Imprime sin ninguna alteración el pasaje del texto sobre los papas en el cine que va de "Los consagrados actores" a "la Iglesia Católica.", ambos incluidos.

** FRAGMENTO DEL DOCUMENTO **
##########
Los consagrados actores Jonathan Pryce y Anthony Hopkins se ponen en la piel de Francisco I y Benedicto XVI en este histórico encuentro entre el ala progresista y conservadora de la Iglesia Católica.
Por Gonzalo “Sayo” Hurtado
En la historia del cine, ejemplos sobran acerca del acercamiento a la figura de los diversos papas tanto desde el lado histórico como de la estricta ficción. Así, en el Hollywood clásico hemos tenido representaciones rigurosas como la de La agonía y el extásis (1965) de Carol Reed, con Rex Harrison como Julio II, el “Papa Guerrero”, empeñado en ser más un estadista que un líder religioso; o la increíble posibilidad de tener a un Papa ucraniano en plena Guerra Fría en Las sandalias del pescador (1968), con el mexicano Anthony Quinn como Cirilo I. Incluso en telefilmes como Escarlata y Negro (1985), Sir John Gielgud le dio una presencia imponente a un Pio XII que guardando gran cuidado por su investidura, no era indiferente al drama de los judíos durante la Segunda Guerra Mundial, o también hemos visto al Sumo Pontífice en escenarios más radicales como el de El Padrino III (1990) de Francis Ford Coppola, donde el italiano Raf Vallone encarnó a un progresista cardenal que parecía emular al desaparecido Juan Pablo I, muerto en circunstancias muy misteriosas a los 33 días de su elección en medio de un gran escándalo por turbios manejos provenientes del Banco del Vaticano; llegando a perspectivas mucho más humanas como la de Habemus Papam (2011) de Nanni Moretti, con el máximo líder de la Iglesia Católica acudiendo a la ayuda de un psicólogo al no sentirse capaz de asumir su ministerio, como si fuera un adelanto de lo que pasó en la vida real, cuando Benedicto XVI renunció a su investidura en 2013. Finalmente, directores de la talla de Wim Wenders no han podido evitar el querer descifrar el fenómeno de masas que supone la devoción de millones de fieles por papas como Francisco I, a quién siguió atentamente con mirada documental a lo largo de su gira mundial en El Papa Francisco: Un hombre de palabra (2018).
##########
** MATERIAL PROPORCIONADO **
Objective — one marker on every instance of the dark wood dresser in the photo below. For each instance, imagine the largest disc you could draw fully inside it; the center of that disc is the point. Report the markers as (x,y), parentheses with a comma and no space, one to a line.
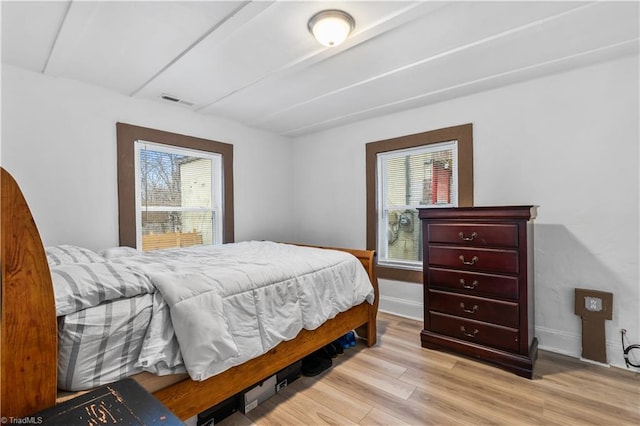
##########
** SOLUCIÓN DE LA TAREA **
Los consagrados actores Jonathan Pryce y Anthony Hopkins se ponen en la piel de Francisco I y Benedicto XVI en este histórico encuentro entre el ala progresista y conservadora de la Iglesia Católica.